**Reading passage**
There is a seperate reference for the Feed Harvester configuration object.
...
Advanced use of searchConfig
There are 2 main differences in using "searchConfig" to parse HTML:
- The HTML needs to be parsed - this is discussed below ("using xpath to parse HTML")
- It will often be the case (eg for Intranet search engines) that multiple pages must be traversed (eg 10 results/page). The following sub-fields of "searchConfig" are intended to handle these cases:
- numPages: the total number of pages that will be checked each search cycle.
- pageChangeRegex: a regex that must have at least one capturing group and must match the entire part of the URL that controls the page number. See example below.
- pageChangeReplace: the above string that controls the page number, with $1 used to represent the page number.

**Material supplied**
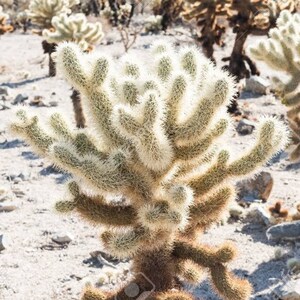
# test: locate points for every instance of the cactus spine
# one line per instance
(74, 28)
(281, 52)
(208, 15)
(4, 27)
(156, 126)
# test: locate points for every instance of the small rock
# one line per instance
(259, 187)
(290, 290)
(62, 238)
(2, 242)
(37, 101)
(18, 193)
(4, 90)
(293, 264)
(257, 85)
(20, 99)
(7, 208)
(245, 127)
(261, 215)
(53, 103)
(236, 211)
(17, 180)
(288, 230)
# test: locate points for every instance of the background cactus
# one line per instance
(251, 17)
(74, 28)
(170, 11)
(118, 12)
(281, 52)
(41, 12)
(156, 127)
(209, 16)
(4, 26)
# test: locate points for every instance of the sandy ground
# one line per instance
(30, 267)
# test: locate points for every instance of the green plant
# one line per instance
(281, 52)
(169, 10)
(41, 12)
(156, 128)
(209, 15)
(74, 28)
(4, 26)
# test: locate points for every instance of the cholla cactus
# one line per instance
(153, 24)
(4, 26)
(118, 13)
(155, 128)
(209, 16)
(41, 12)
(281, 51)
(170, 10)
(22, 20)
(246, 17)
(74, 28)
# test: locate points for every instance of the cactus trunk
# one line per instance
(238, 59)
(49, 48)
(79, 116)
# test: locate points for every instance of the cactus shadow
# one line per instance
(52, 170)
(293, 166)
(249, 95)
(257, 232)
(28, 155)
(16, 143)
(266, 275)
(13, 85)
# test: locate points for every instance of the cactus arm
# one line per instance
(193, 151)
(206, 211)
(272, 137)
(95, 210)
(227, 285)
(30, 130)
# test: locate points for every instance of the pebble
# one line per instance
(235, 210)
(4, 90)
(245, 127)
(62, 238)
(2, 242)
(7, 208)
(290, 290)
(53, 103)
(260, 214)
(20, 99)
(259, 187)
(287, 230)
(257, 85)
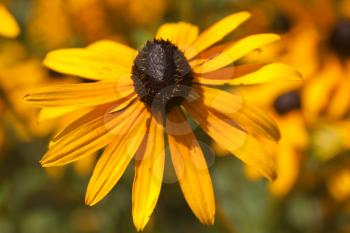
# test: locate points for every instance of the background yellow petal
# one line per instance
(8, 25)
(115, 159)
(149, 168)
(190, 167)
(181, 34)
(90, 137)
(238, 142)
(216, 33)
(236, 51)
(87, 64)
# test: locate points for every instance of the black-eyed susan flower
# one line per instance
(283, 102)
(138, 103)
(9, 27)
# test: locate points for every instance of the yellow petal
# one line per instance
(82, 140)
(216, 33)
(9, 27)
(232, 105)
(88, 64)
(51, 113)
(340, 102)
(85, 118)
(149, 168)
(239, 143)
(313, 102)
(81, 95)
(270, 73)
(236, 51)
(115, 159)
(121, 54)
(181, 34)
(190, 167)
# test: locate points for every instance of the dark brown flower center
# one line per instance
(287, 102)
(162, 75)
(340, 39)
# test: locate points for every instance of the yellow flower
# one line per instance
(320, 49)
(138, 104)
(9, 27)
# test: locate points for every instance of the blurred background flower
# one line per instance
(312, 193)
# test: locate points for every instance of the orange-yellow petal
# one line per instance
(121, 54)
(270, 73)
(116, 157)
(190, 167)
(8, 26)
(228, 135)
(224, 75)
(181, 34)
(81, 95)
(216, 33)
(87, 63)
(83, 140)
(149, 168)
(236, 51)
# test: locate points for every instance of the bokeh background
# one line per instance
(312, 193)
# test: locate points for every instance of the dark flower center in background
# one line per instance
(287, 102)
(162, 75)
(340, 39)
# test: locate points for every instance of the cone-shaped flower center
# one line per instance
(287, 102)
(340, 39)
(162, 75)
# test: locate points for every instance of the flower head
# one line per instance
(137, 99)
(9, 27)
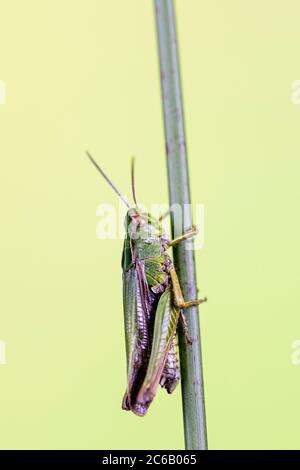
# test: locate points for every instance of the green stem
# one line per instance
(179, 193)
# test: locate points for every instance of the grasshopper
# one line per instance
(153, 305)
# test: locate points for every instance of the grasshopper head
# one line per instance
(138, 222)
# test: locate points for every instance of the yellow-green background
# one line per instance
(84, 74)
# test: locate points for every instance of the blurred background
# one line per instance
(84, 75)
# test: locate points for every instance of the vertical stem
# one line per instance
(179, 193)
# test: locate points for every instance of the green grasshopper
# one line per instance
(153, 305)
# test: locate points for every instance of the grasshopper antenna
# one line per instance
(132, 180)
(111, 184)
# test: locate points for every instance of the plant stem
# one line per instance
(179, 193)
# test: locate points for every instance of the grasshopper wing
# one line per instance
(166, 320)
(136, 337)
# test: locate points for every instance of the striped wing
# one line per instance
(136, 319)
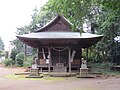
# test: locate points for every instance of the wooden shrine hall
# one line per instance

**Given instruction 1**
In the searchConfig documentation, what does the numPages sub-field set?
**Given instruction 2**
Write the next part of the searchConfig documentation, picking up after its last sentence.

**Exercise output 1**
The total number of pages that will be checked each search cycle.

**Exercise output 2**
- (slightly misnamed) numResultsPerPage: If the "page number" in the URL is actually a result offset and not a page offset, then this field should be the number of results per page (which is then multiplied by the page number to generate the "$1" string mentioned above). See example.
...
The "rss.searchConfig.script" javascript (ie the last element in the processing chain) can access the fields created from "extraMeta" (ie extraMeta[*].fieldName) from the "_metadata" variable that is automatically passed in if no flags are specified (otherwise make sure the "m" flag is specified - or equivalently "d" to use "_doc,metadata").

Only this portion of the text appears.